Pointing and labeling entries
• • •
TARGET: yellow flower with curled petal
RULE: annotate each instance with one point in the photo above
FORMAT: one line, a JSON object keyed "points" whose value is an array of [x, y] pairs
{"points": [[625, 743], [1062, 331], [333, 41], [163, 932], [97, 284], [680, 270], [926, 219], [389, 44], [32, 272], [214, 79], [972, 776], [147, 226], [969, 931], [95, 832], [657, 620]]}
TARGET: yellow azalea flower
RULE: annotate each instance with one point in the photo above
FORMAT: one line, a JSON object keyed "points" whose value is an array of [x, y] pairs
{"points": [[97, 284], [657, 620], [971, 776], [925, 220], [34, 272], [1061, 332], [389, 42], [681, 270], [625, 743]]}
• • •
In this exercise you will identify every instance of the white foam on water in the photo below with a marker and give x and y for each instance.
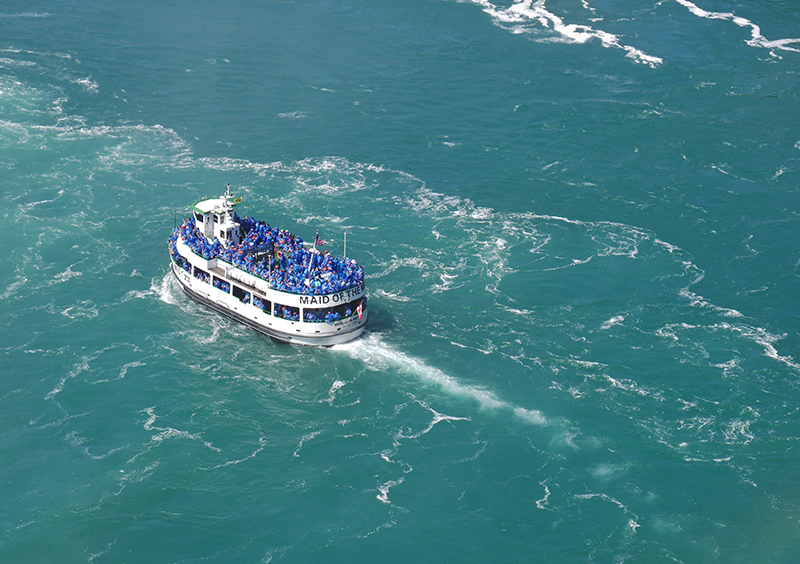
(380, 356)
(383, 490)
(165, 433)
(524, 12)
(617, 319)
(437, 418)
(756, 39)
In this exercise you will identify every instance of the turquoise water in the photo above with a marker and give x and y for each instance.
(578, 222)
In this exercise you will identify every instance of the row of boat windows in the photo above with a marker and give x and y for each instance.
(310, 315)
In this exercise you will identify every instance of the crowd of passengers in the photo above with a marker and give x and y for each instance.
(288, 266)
• • •
Written exercise:
Gather every line from the rows above that contains the string "water", and copy each one. Case counts.

Correct result:
In this exercise you will identify every instance of the white foam on water in the photo below with a marker and give x and y for each instance.
In this exercise you will identify every instance of the turquoise water in the photo above with a marker and give x and y for each instance.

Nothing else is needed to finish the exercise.